## Supplied text
BEGIN
Residents of Las Cruces chronicle their struggle to find affordable housing
Rebecca and Jared are both residents of Las Cruces, and recently found housing through Mesilla Valley Community of Hope, a nonprofit that aids individuals experiencing homelessness in the community. After six months of being unhoused, Rebecca said that she is grateful for the assistance, but more needs to be done on a legislative level to help struggling families.
“I was born and raised here, and I have never in all my life seen all the homelessness and everything this bad. It was never this bad,” she said. “There’s people that I know at tent city that they wouldn’t be able to pay this amount.”
Rebecca said that rent for their trailer adds up to $745 a month, and that the main problem in this city is landlords pricing out low-income renters.
“They raise [rents] anywhere from 100% to 150% higher. People here, they’re struggling enough as it is because utilities are high. At the time they get into a place they’re sitting there going, ‘ok, are we going to pay utilities this month or are we going to use the money for food?’”
In 2022, evictions in the United States were up over 80% from the previous year according to a report by evictionlab.org. Since March of 2020, there have been almost 31,000 eviction filings in New Mexico, with nearly 1300 filings last month.
According to Johana Bencomo, Las Cruces City Councilor for District 4, the city has been feeling the effects of rising eviction rates.
“If you talk to our housing staff, they have been getting calls almost every day on [people] getting evicted [that] don’t know what to do. The burden is really on the tenant,” she said. “They have very few rights in this state and I think that’s one of the changes that some representatives are trying to make at the state level that didn’t go through. For us, what we can affect is that moving forward, a source of income discrimination ordinance that hopefully will come to vote [in] council pretty soon so that landlords cannot discriminate against potential tenants because they may have a housing voucher, for example.”
This year, the City of Las Cruces is receiving $1.5 million in federal funds from the U.S. Department of Housing and Urban Development to investment into housing projects, including continued investment into the Mesilla Valley Community of Hope. Bencomo said that the way out of the housing crisis is to continue this type of investment in to the community.
“If people want to see the issue of unhoused people resolved, we have to build more housing, we have to build more supportive housing," she said. "People who have lived on the street have experienced trauma. So giving them a shelter does not immediately resolve all of the issues, right? They need supportive housing, they need to make sure that they have access to food, to medical services, to mental health services. So the issue is big and broad and comprehensive, and we’re working on that because that’s the only way forward.”
At the federal level, United States Senator Martin Heinrich said that he’s working to shine a light on the housing needs of New Mexicans.
“One of the things that we’re doing right now is that we’re working the budget process. I sent a letter to the president saying that we really need to look at all the pieces and parts in the federal budget that facilitate housing and prioritize those,” he said. “This is an issue that’s hitting communities all across the country.”
As for Rebecca and Jared, they say their trailer is much more comfortable than Camp Hope, but ultimately, Las Cruces needs more shelters for individuals living on the streets.
“Living in that tent. I don’t know how you guys can do it down here. But boy when that wind blows it’s a hell of a ride,” Jared said.
The projects funded by the Department of Housing and Urban Development are scheduled to begin this summer.
END
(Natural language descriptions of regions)
BEGIN
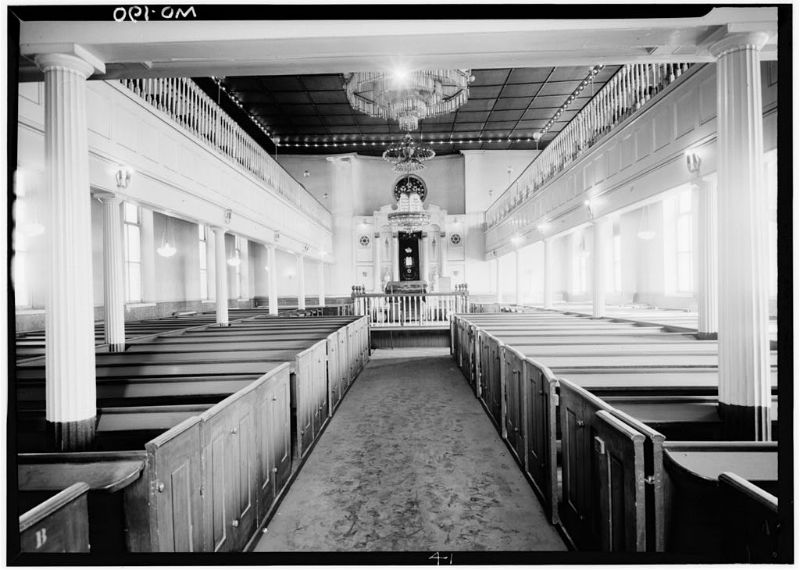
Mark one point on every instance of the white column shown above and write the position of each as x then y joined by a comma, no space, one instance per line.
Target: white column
443,254
113,273
601,239
395,257
321,279
301,282
69,322
499,289
272,280
148,256
221,275
548,273
244,270
744,369
425,253
517,278
377,245
706,267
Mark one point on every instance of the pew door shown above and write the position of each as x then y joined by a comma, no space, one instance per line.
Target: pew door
176,504
538,419
619,459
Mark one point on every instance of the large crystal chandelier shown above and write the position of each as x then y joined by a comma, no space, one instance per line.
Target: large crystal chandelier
408,155
408,96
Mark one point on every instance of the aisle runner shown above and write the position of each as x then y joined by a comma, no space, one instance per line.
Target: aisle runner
410,462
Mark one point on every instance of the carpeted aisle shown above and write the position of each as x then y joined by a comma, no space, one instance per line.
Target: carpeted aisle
410,461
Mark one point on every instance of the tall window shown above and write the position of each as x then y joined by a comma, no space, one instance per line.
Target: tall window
133,253
203,255
683,236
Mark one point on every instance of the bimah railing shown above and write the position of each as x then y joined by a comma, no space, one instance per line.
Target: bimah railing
410,309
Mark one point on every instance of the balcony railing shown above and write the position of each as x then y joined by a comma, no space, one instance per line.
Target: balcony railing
185,103
411,310
624,94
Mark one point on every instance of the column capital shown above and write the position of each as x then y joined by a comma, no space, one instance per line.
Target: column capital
81,62
738,41
107,197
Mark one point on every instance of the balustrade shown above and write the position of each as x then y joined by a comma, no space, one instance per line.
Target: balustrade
186,104
410,309
623,95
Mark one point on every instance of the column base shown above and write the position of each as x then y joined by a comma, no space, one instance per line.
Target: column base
71,436
745,423
706,336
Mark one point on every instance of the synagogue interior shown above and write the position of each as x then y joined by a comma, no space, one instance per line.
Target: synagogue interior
303,287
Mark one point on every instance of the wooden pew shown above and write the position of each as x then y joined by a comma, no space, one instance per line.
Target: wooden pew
59,524
117,492
751,527
695,503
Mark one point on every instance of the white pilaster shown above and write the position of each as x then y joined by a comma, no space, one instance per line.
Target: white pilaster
221,275
377,246
301,282
601,241
321,279
498,281
113,273
548,273
706,266
425,253
744,369
395,257
517,277
69,323
272,280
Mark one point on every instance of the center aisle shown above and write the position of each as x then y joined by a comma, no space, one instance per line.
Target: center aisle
410,462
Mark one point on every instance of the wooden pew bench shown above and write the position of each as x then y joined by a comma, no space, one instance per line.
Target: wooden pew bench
116,489
695,507
59,524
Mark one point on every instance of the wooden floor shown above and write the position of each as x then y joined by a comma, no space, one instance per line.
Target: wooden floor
410,462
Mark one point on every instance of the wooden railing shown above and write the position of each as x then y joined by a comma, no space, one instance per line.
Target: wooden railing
410,309
185,103
624,94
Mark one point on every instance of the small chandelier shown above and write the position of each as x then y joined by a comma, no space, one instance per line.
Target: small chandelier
408,96
407,155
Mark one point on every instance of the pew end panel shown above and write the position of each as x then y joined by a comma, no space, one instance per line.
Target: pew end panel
END
## What you need to do
**a.** List every person named in the article about housing in Las Cruces.
**b.** Print the part of the Las Cruces housing article that starts with "In 2022, evictions" and goes on through "filings last month.".
These lines are separate material and are not connected to the article about housing in Las Cruces.

## Solved tasks
**a.**
Rebecca
Jared
Johana Bencomo
Martin Heinrich

**b.**
In 2022, evictions in the United States were up over 80% from the previous year according to a report by evictionlab.org. Since March of 2020, there have been almost 31,000 eviction filings in New Mexico, with nearly 1300 filings last month.